### What is expected
From the records below, please return each line that holds the word "Where".

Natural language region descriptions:
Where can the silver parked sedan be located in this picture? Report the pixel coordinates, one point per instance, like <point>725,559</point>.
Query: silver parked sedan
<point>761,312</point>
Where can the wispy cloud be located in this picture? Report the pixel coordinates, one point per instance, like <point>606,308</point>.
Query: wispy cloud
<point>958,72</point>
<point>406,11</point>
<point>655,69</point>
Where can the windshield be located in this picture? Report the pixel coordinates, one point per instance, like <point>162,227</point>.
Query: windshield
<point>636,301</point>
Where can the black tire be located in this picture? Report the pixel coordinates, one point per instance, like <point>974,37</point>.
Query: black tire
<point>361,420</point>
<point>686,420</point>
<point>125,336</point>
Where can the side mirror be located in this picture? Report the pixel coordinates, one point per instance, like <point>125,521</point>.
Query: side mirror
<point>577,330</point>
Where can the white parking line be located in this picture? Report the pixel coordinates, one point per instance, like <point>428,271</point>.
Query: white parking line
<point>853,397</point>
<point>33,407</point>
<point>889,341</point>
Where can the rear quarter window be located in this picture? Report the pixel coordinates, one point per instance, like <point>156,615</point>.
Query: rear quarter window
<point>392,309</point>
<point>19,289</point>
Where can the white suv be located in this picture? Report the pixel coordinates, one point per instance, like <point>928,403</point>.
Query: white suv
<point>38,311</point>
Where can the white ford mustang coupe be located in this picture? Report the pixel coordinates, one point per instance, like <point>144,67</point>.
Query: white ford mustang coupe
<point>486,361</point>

### Your solution
Where can the silver parked sedan be located in this picture? Report the pixel coordinates, one point per instance, like <point>725,559</point>.
Where can the wispy cloud be located in this picture? Report the pixel coordinates, one point per instance, like <point>606,308</point>.
Where can the windshield be located in this picture? Report the pixel coordinates, one point per instance, like <point>162,227</point>.
Where can the black tire be located in this picture? Report the pixel coordinates, one point per instance, like <point>974,37</point>.
Where can the side mirror be located in this picture? Report the pixel coordinates, one point per instance, like <point>125,521</point>.
Where can the white parking line be located in this picture? Report the pixel coordinates, one point per instance, like <point>428,271</point>.
Where can the rear quarter window be located in this picture? Report the pixel coordinates, one point per instance, like <point>156,615</point>.
Where can the white suv be located in this picture? Report the pixel coordinates, one point per instance, like <point>928,403</point>.
Where can the white ford mustang coupe be located in this picture? Report the pixel coordinates, one point per instance, like <point>144,67</point>.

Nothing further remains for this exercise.